[GOAL 1]
Do the following statements agree with the forum post on effective masses in silicon? For each, answer yes or no and quote the deciding words from the post.
(a) Less curved extrema correspond to heavier electrons or holes.
(b) The tables list 0,52 (m*/m0) as a value for electrons.
(c) The writer sees the dispersion curves as very different from one another.
[GOAL 2] Write what follows the forum post on effective masses in silicon, starting after its last sentence.

[SOURCE EXCERPT]
Hey there. I have a question concerning the effective masses in silicon. From what I've learned, the effective masses of electrons and holes can be determined from the curvature of the dispersion curve at the extrema. Since the effective mass is inversely proportional to the second derivative of energy, the less curved extrema represent the heavier electrons or holes. The effective mass tables give values of 0,92 (m*/m0) and 0,19 (m*/m0) for the electrons and 0,52 (m*/m0) and 0,16 (m*/m0) for the holes in silicon. Basically, the electron is almost twice as heavy as the heaviest hole. Now the problem I'm facing is that the dispersion curves aren't that diverse from my point of view. So is there a flaw in my way of thinking and why are the electrons heavier in silicon. Thanks in regard.

[DATA EXCERPTS]
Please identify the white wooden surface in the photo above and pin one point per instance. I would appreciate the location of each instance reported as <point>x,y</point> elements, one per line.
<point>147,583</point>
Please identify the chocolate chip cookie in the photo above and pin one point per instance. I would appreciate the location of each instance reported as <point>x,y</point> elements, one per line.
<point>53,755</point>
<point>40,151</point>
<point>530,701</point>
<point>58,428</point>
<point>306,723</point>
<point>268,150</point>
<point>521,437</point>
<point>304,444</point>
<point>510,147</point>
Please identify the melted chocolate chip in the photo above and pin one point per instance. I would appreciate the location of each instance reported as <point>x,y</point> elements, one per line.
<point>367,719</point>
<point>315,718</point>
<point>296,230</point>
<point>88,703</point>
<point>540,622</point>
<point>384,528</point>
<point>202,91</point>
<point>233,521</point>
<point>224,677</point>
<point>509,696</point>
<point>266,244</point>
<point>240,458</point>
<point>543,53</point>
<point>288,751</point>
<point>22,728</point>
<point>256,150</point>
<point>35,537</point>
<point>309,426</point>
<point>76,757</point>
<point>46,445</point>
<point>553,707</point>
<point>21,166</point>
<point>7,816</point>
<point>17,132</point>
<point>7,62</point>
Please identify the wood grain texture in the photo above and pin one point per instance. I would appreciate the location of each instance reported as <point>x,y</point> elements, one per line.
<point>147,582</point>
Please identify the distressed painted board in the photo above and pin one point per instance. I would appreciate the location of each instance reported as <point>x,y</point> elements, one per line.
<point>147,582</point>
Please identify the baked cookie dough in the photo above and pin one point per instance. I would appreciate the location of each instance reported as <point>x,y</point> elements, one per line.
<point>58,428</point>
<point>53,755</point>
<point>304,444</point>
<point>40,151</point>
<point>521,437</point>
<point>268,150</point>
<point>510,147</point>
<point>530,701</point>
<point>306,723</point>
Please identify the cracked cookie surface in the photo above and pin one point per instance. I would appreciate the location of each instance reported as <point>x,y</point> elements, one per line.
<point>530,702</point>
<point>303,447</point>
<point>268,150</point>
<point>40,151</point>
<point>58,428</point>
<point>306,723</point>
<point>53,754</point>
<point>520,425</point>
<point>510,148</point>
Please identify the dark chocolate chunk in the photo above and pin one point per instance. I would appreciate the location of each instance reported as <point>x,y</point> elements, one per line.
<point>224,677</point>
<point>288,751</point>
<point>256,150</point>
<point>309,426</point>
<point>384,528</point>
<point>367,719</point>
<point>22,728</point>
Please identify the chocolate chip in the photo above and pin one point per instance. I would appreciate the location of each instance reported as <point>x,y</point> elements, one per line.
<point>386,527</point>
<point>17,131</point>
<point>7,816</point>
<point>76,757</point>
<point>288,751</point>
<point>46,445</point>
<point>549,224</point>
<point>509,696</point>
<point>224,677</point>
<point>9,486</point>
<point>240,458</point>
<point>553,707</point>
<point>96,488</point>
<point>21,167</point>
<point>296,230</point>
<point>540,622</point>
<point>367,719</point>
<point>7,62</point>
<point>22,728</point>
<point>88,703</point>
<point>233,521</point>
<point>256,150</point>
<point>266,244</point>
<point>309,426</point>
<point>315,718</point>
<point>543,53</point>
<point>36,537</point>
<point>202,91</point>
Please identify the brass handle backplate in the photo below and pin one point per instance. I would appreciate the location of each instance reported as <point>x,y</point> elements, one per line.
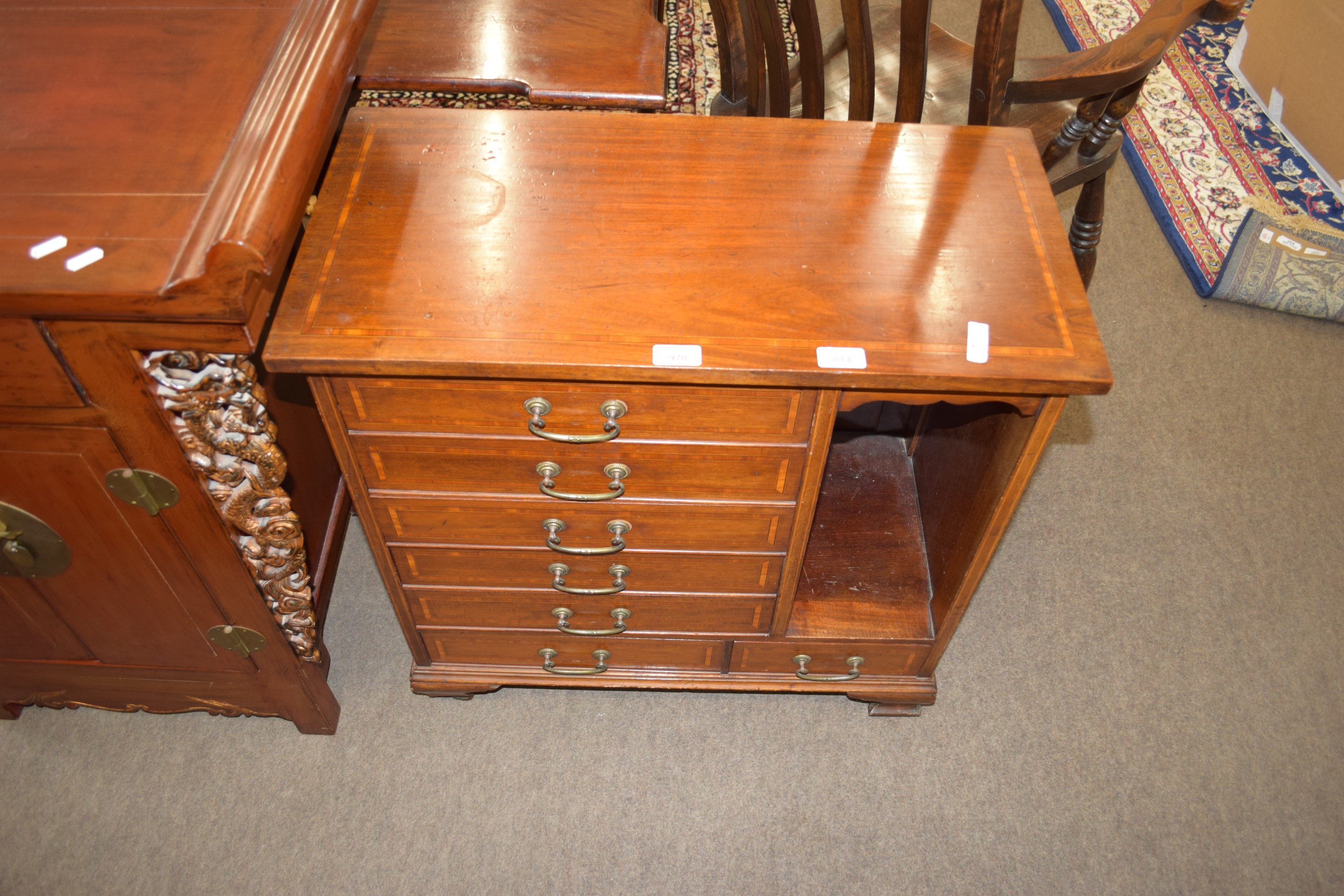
<point>617,472</point>
<point>803,660</point>
<point>549,664</point>
<point>616,527</point>
<point>564,614</point>
<point>617,571</point>
<point>539,408</point>
<point>144,489</point>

[TASK RESPONSE 1]
(a) Yes: "the less curved extrema represent the heavier electrons or holes"
(b) No: "0,52 (m*/m0) and 0,16 (m*/m0) for the holes in silicon"
(c) No: "the dispersion curves aren't that diverse from my point of view"

[TASK RESPONSE 2]
The effective mass of silicon electrons is an ellipsoid, you are quoting the longitudinal and transverse masses. They are highly ellipsoidal, so the masses will be quite different. As for the others, you are quoting the valence bands (heavy hole and light hole), not too much anisotropy there given the approximation. In more exact formulations the band edge effective masses for the holes is much more anisotropic. There is no reason that the hole masses have to be heavier than the electrons, and I cannot think of any semiconductor where the electron is heavier than the either of the holes. A really good reason escapes me at the present, so I'll have to look at some of my references to better explain it.
My mistake about the transverse/longitudinal masses. I guess I was referring to the density of states effective mass (or whatever the mass that can be determined from the dispersion curves is called). But according to Wikipedia: Material Electron effective mass Hole effective mass Si 1.08 me 0.56 me Ge 0.55 me 0.37 me And I still don't see that big of a difference in silicon. It's more distinct in germanium though. So, I'm guessing there's something wrong with my comprehension of this matter.
It's all in the band structure and how it is calculated. Now one thing that needs to be said, what you quoted above is the effective mass, not the density of states effective mass which is different. The density of states effective mass takes into account the band structure in a more general manner and is not constant with respect to direction in the crystal, I worked it out in my dissertation for anisotropic materials and the originator was my advisor, the link is, J. Appl. Phys. 54, 3612 (1983) .